▶ _Work to complete_: Line by line, set down the following material again exactly.

• • • •

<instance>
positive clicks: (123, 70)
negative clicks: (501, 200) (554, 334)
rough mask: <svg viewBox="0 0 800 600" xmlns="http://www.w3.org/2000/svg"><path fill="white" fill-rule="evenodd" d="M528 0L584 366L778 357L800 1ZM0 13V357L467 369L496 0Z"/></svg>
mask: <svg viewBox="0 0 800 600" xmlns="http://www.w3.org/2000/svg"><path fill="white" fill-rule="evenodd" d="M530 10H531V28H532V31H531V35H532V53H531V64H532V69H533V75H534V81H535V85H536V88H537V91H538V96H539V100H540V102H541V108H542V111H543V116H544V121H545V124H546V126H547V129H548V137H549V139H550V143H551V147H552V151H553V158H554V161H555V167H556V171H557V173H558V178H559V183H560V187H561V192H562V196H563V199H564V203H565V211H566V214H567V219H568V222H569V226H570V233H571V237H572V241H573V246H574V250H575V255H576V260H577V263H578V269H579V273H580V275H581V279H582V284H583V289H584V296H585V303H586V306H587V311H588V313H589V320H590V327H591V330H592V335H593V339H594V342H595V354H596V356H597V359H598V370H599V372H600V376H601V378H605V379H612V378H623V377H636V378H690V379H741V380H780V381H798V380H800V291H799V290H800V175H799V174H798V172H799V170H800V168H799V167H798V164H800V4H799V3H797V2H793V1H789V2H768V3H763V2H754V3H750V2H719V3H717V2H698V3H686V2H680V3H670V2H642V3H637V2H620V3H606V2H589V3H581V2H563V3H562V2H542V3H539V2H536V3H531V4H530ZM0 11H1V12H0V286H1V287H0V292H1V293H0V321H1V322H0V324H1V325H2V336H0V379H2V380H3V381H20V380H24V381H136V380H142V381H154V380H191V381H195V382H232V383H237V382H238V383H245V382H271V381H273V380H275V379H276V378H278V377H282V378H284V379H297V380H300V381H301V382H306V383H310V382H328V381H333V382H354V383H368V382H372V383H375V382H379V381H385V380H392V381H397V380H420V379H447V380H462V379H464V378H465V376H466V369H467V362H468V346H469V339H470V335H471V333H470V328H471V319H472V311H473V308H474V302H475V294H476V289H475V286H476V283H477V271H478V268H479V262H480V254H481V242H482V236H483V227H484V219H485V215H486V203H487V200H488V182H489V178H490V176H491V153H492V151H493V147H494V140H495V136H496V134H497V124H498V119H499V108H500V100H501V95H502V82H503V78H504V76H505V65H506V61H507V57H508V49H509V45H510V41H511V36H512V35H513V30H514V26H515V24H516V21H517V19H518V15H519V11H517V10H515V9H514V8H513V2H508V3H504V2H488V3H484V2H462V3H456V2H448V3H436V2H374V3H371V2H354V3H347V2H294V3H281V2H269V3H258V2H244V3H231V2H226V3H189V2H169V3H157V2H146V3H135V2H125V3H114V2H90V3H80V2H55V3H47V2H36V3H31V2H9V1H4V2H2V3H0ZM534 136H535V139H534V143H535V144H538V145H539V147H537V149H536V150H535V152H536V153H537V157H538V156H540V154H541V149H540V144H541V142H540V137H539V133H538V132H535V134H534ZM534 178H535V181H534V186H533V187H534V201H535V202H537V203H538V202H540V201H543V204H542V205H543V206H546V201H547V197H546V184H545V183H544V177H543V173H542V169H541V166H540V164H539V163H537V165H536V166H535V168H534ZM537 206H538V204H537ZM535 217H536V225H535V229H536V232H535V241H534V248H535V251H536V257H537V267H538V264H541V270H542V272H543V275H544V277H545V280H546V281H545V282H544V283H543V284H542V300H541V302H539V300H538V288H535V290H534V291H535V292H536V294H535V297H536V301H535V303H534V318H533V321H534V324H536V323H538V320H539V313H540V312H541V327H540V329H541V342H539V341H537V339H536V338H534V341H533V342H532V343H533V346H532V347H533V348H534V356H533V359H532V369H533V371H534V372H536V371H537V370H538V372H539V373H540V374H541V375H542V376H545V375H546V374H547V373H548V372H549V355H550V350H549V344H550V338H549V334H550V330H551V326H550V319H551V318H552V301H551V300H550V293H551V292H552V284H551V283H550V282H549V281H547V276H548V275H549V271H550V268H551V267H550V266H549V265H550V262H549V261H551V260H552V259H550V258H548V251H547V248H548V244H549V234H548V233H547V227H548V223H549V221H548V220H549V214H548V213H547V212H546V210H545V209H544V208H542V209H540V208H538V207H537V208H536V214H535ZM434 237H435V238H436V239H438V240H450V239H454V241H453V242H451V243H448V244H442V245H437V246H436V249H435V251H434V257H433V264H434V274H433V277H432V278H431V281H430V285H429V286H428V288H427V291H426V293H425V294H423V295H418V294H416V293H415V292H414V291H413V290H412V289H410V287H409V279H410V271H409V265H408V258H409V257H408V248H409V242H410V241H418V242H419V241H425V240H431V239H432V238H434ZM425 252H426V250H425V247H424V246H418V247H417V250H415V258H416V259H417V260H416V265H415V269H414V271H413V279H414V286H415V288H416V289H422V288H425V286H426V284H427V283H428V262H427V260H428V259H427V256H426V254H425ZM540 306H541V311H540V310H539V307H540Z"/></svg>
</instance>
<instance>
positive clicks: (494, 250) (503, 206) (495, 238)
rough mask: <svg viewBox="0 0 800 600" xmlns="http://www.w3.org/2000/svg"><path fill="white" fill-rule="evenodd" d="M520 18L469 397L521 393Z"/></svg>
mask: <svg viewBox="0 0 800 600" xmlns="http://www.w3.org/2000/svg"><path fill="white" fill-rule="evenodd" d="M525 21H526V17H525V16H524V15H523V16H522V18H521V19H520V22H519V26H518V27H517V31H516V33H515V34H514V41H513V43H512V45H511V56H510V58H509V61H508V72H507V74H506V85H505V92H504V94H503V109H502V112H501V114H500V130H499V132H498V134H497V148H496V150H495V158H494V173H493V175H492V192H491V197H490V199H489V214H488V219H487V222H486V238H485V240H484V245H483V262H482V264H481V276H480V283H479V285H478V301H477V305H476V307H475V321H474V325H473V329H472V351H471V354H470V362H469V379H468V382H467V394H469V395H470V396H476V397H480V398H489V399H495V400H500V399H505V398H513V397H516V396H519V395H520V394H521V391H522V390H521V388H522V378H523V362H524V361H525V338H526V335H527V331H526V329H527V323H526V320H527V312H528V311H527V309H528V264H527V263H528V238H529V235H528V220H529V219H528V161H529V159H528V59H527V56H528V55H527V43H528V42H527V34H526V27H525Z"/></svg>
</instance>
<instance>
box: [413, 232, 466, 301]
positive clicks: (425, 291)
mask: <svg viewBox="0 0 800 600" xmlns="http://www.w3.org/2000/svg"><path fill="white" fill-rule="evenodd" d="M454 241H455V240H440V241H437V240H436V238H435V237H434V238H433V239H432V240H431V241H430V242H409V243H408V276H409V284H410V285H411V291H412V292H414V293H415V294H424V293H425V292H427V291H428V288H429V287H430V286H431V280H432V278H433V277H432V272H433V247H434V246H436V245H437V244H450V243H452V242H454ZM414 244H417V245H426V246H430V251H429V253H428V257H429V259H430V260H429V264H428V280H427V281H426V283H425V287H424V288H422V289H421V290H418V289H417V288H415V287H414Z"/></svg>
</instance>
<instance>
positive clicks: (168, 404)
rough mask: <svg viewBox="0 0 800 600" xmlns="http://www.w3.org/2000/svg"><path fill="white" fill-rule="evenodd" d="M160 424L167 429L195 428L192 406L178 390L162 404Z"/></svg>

• • • •

▶ _Output_:
<instance>
positive clicks: (123, 70)
negative clicks: (501, 200) (554, 334)
rough mask: <svg viewBox="0 0 800 600" xmlns="http://www.w3.org/2000/svg"><path fill="white" fill-rule="evenodd" d="M528 0L584 366L778 357L800 1ZM0 13V357L467 369L496 0Z"/></svg>
mask: <svg viewBox="0 0 800 600" xmlns="http://www.w3.org/2000/svg"><path fill="white" fill-rule="evenodd" d="M530 10H531V28H532V31H531V35H532V53H531V64H532V69H533V75H534V81H535V85H536V88H537V91H538V96H539V100H540V102H541V108H542V111H543V116H544V121H545V124H546V126H547V129H548V137H549V139H550V143H551V147H552V151H553V158H554V161H555V167H556V171H557V173H558V178H559V183H560V187H561V192H562V196H563V199H564V203H565V211H566V214H567V219H568V222H569V226H570V233H571V237H572V241H573V246H574V250H575V255H576V260H577V263H578V269H579V273H580V275H581V279H582V284H583V289H584V296H585V303H586V306H587V311H588V313H589V320H590V327H591V330H592V335H593V339H594V342H595V354H596V356H597V359H598V370H599V372H600V376H601V378H605V379H612V378H623V377H636V378H690V379H741V380H780V381H798V380H800V291H799V290H800V175H799V174H798V172H799V170H800V168H799V167H798V164H800V4H799V3H797V2H793V1H789V2H768V3H763V2H754V3H750V2H719V3H717V2H698V3H686V2H680V3H670V2H642V3H637V2H620V3H606V2H589V3H581V2H563V3H562V2H542V3H539V2H536V3H531V4H530ZM0 11H1V12H0V286H1V287H0V292H1V293H0V321H1V322H0V324H1V325H2V336H0V379H2V380H3V381H20V380H24V381H136V380H142V381H154V380H191V381H195V382H232V383H237V382H238V383H245V382H271V381H273V380H275V379H276V378H278V377H282V378H284V379H297V380H300V381H301V382H306V383H310V382H328V381H333V382H354V383H368V382H372V383H375V382H379V381H385V380H392V381H397V380H420V379H447V380H462V379H464V378H465V376H466V369H467V362H468V346H469V339H470V335H471V333H470V328H471V319H472V311H473V308H474V302H475V294H476V289H475V286H476V283H477V271H478V268H479V262H480V254H481V242H482V236H483V227H484V219H485V215H486V203H487V200H488V182H489V178H490V176H491V153H492V151H493V147H494V140H495V136H496V134H497V124H498V119H499V108H500V100H501V95H502V82H503V78H504V76H505V65H506V61H507V57H508V49H509V45H510V41H511V36H512V35H513V30H514V26H515V24H516V21H517V19H518V15H519V11H517V10H515V9H514V8H513V2H508V3H504V2H488V3H484V2H462V3H456V2H448V3H436V2H374V3H371V2H354V3H347V2H294V3H281V2H269V3H258V2H244V3H231V2H226V3H189V2H169V3H157V2H146V3H135V2H125V3H114V2H90V3H80V2H55V3H47V2H36V3H31V2H9V1H4V2H2V3H0ZM534 136H535V139H534V143H535V144H538V145H539V147H537V149H536V150H535V152H536V153H537V157H538V156H540V154H541V149H540V144H541V142H540V137H539V133H538V132H535V134H534ZM534 178H535V181H534V186H533V187H534V201H535V202H537V203H538V202H540V201H543V204H542V205H543V206H546V201H547V197H546V184H545V183H544V177H543V173H542V169H541V166H540V164H539V163H537V165H536V166H535V168H534ZM537 206H538V204H537ZM535 217H536V225H535V229H536V232H535V241H534V248H535V251H536V257H537V267H538V264H541V270H542V272H543V275H544V277H545V280H546V281H545V282H544V283H543V284H542V300H541V302H539V300H538V288H535V290H534V291H535V292H536V294H535V297H536V301H535V303H534V318H533V321H534V324H536V323H538V320H539V313H540V312H541V327H540V329H541V342H539V341H537V339H536V338H534V341H533V342H532V343H533V346H532V347H533V348H534V356H533V359H532V369H533V371H534V372H536V371H537V370H538V372H539V373H540V374H541V375H542V376H545V375H546V374H547V373H548V372H549V355H550V350H549V344H550V338H549V334H550V330H551V326H550V319H551V318H552V301H551V300H550V293H551V292H552V284H551V283H550V282H549V281H547V276H548V275H549V271H550V268H551V267H550V266H549V265H550V262H549V261H551V260H552V259H550V258H548V251H547V248H548V244H549V234H548V233H547V227H548V223H549V221H548V220H549V214H548V213H547V212H546V210H545V209H544V208H542V209H540V208H538V207H537V208H536V214H535ZM434 237H435V238H436V239H438V240H450V239H454V241H453V242H451V243H448V244H442V245H437V246H436V249H435V251H434V257H433V264H434V274H433V277H432V278H431V281H430V285H429V286H428V288H427V291H426V293H425V294H423V295H418V294H416V293H415V292H414V291H413V290H412V289H410V287H409V279H410V271H409V265H408V258H409V257H408V248H409V242H410V241H418V242H419V241H425V240H431V239H432V238H434ZM425 252H426V250H425V247H424V246H418V247H417V250H415V258H416V259H417V260H416V265H415V269H414V271H413V279H414V286H415V288H416V289H422V288H425V286H426V284H427V283H428V262H427V260H428V259H427V256H426V254H425ZM540 306H541V311H540V310H539V307H540Z"/></svg>
</instance>
<instance>
positive clicks: (494, 250) (503, 206) (495, 238)
rough mask: <svg viewBox="0 0 800 600" xmlns="http://www.w3.org/2000/svg"><path fill="white" fill-rule="evenodd" d="M520 18L469 397L521 393Z"/></svg>
mask: <svg viewBox="0 0 800 600" xmlns="http://www.w3.org/2000/svg"><path fill="white" fill-rule="evenodd" d="M525 21H526V17H525V16H524V15H523V16H522V18H521V19H520V22H519V26H518V27H517V31H516V33H515V34H514V41H513V43H512V45H511V56H510V58H509V61H508V72H507V74H506V85H505V92H504V94H503V109H502V112H501V114H500V130H499V132H498V134H497V148H496V150H495V158H494V173H493V175H492V192H491V197H490V199H489V214H488V219H487V222H486V238H485V240H484V245H483V262H482V264H481V276H480V283H479V285H478V301H477V305H476V307H475V321H474V325H473V329H472V351H471V354H470V362H469V379H468V382H467V394H469V395H470V396H476V397H480V398H489V399H495V400H500V399H505V398H513V397H516V396H519V395H520V394H521V391H522V390H521V388H522V378H523V362H524V361H525V338H526V335H527V331H526V329H527V323H526V320H527V312H528V311H527V309H528V264H527V263H528V238H529V235H528V220H529V219H528V161H529V159H528V59H527V56H528V55H527V43H528V42H527V34H526V27H525Z"/></svg>
</instance>
<instance>
box: [413, 232, 466, 301]
positive clicks: (425, 291)
mask: <svg viewBox="0 0 800 600" xmlns="http://www.w3.org/2000/svg"><path fill="white" fill-rule="evenodd" d="M454 241H455V240H440V241H437V240H436V238H435V237H434V238H433V239H432V240H431V241H430V242H409V243H408V276H409V284H410V285H411V291H412V292H414V293H415V294H424V293H425V292H427V291H428V288H429V287H430V286H431V280H432V278H433V277H432V272H433V247H434V246H436V245H437V244H450V243H452V242H454ZM414 244H417V245H426V246H430V251H429V253H428V257H429V259H430V260H429V264H428V280H427V281H426V283H425V287H424V288H422V289H421V290H418V289H417V288H415V287H414Z"/></svg>
</instance>
<instance>
positive clicks: (168, 404)
rough mask: <svg viewBox="0 0 800 600" xmlns="http://www.w3.org/2000/svg"><path fill="white" fill-rule="evenodd" d="M160 424L167 429L195 428L192 406L178 390L162 404Z"/></svg>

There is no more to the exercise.